» **Work request**:
Could you print every record below exactly as written?

[Dataset entries]
+ + + + + + +
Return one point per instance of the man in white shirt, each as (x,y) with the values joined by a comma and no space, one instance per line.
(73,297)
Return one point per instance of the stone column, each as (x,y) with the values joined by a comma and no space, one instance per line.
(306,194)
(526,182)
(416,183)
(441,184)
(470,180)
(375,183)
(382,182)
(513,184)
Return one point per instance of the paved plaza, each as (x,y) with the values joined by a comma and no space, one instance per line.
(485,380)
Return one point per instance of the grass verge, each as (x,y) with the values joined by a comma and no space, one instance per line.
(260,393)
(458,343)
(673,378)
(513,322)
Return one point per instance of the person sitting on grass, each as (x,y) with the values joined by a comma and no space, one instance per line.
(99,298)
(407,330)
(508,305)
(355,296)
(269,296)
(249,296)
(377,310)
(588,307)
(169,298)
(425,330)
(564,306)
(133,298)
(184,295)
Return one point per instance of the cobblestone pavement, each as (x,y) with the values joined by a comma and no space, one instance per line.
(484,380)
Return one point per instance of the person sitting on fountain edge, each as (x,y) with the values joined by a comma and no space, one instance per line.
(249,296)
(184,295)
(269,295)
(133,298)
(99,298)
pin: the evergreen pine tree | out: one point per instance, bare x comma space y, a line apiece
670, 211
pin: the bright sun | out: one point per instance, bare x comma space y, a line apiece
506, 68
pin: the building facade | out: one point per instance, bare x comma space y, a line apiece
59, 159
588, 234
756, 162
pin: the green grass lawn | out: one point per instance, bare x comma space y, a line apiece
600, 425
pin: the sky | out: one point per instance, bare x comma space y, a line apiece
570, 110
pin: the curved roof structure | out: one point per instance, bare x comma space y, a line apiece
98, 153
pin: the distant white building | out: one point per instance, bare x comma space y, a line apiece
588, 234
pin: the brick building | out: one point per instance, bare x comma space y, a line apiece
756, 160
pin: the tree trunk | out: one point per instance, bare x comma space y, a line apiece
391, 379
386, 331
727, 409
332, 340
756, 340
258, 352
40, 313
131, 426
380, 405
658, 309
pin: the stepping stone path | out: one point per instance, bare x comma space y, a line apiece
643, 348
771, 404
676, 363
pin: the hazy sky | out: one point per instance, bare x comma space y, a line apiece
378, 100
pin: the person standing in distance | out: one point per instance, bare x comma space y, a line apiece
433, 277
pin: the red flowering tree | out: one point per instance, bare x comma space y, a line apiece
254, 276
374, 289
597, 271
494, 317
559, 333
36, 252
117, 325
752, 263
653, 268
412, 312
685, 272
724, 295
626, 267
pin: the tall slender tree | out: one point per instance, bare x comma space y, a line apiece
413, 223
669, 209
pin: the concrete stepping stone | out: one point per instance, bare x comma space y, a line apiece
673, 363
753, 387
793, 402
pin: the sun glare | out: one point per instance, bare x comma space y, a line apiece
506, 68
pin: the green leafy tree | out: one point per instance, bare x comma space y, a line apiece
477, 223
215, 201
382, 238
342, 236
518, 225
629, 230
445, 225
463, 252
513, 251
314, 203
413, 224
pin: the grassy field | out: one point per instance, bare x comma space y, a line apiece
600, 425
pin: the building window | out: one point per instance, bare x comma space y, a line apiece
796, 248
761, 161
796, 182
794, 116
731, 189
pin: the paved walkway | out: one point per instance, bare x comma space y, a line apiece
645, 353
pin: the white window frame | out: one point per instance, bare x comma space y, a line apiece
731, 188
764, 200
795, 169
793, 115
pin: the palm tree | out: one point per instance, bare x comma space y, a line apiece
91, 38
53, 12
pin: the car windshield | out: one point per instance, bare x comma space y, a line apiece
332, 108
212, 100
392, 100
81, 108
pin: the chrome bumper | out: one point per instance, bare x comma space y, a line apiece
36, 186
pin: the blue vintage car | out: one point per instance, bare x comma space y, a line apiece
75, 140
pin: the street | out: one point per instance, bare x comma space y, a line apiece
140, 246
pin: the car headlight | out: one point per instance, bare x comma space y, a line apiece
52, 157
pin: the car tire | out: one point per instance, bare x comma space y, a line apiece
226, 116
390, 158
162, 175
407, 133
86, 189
+ + + + + + +
» **Task result**:
Return one point per instance of the man in white shirt, each as (x,y) with the values joined by a comma and no space, one instance per line.
(73,297)
Return one point per instance of the stone column, each as (x,y) with the values joined by a comma and no space, one instance per line.
(306,194)
(526,182)
(416,183)
(441,184)
(470,180)
(375,183)
(382,182)
(513,184)
Return one point per instance of the paved plaza, each as (x,y) with the values joined by a comma and no space, one instance per line.
(485,380)
Return one point per instance of the grass verge, each as (x,y) with the values joined by a comma and no space, one instance per line.
(260,393)
(458,343)
(673,378)
(513,322)
Return one point per instance of the person sitting on grass, each as (x,y) with the values joined by a comma and no space, one instance per line.
(99,298)
(407,330)
(508,305)
(355,296)
(269,296)
(249,296)
(377,310)
(588,307)
(169,298)
(425,330)
(564,306)
(133,298)
(184,295)
Return one point per instance of the cobblestone pavement, each as (x,y) with the values joined by a comma and no space, one instance per line.
(484,380)
Return one point per instance of the person sitting on fountain edge, each as (x,y) with the values joined by a comma and no space, one instance per line.
(249,296)
(184,295)
(269,295)
(133,298)
(99,298)
pin: the evergreen pine tree | out: one point per instance, bare x comma space y, a line apiece
670, 211
pin: the bright sun | out: one point per instance, bare x comma space y, a line apiece
506, 68
pin: the building facade | out: one point per instance, bare x comma space y, a line apiece
59, 159
588, 234
756, 162
pin: the green grass lawn | out: one point per instance, bare x comma space y, a line apiece
600, 425
pin: the sky | out: one point per instance, bare x comma space y, a line apiece
570, 110
pin: the curved roof structure | out: one point per instance, bare x comma space y, a line apiece
98, 153
pin: the distant white building | out: one point per instance, bare x comma space y, a line apiece
588, 234
pin: the brick building | out: one point per instance, bare x comma space y, a line apiece
756, 160
pin: the tree trunk | out: one point per instance, bare x comma space y, a line apiece
391, 379
386, 331
727, 409
332, 340
756, 340
258, 352
40, 313
131, 426
380, 405
658, 309
pin: the stepping stone path | out: one point per instance, bare x comma space y, a line apiece
643, 348
771, 404
676, 363
pin: the hazy sky | out: one point per instance, bare x comma space y, a line apiece
378, 100
pin: the person standing in distance | out: one point per instance, bare x comma space y, a line apiece
433, 277
pin: the red flowering tree | out: one point per instance, bare x comma space y, a line apiece
254, 276
374, 289
597, 271
494, 317
559, 333
36, 252
117, 325
752, 263
653, 268
412, 312
685, 272
724, 295
626, 267
pin: the tall slender tree | out: one point per instance, bare x comma space y, a line apiece
413, 223
669, 209
pin: the concrete stepping stone | out: one point per instance, bare x comma space y, a line apiece
673, 363
753, 387
793, 402
pin: the sun glare | out: one point per instance, bare x comma space y, a line apiece
506, 68
pin: the green leafy tree | out: one point per instance, bare x comma space y, a line apiece
477, 223
215, 201
382, 238
342, 236
518, 225
629, 230
445, 225
463, 252
513, 251
314, 203
413, 224
pin: the grassy field | out: one point per instance, bare x comma space y, a line apiece
600, 425
pin: the building window | out: one point per instance, bare x comma space y, a line apiece
796, 248
761, 161
796, 182
794, 116
731, 189
pin: the paved walkway | out: one point per instance, bare x comma space y, a line apiece
645, 353
pin: the white window frame | out: one point per instance, bare x comma space y, a line apiece
731, 188
764, 200
795, 169
793, 115
pin: the palm tree | out: one point per instance, bare x comma space y, a line apiece
91, 38
53, 12
pin: the car windshield | out: one point per instance, bare x comma space y, a line apiece
332, 108
212, 100
392, 100
81, 108
pin: the chrome bumper | out: one point per instance, bare x comma space y, a line apiece
36, 186
pin: the blue vintage car | out: one point per instance, bare x comma space y, a line apiece
75, 140
pin: the street | out: one point per instance, bare x comma space y, a line apiece
140, 246
pin: the car headlight | out: one point per instance, bare x comma space y, a line apiece
52, 157
pin: the car tire | out: one point per instance, bare x comma space y, a line apiece
226, 116
390, 158
162, 175
407, 133
86, 189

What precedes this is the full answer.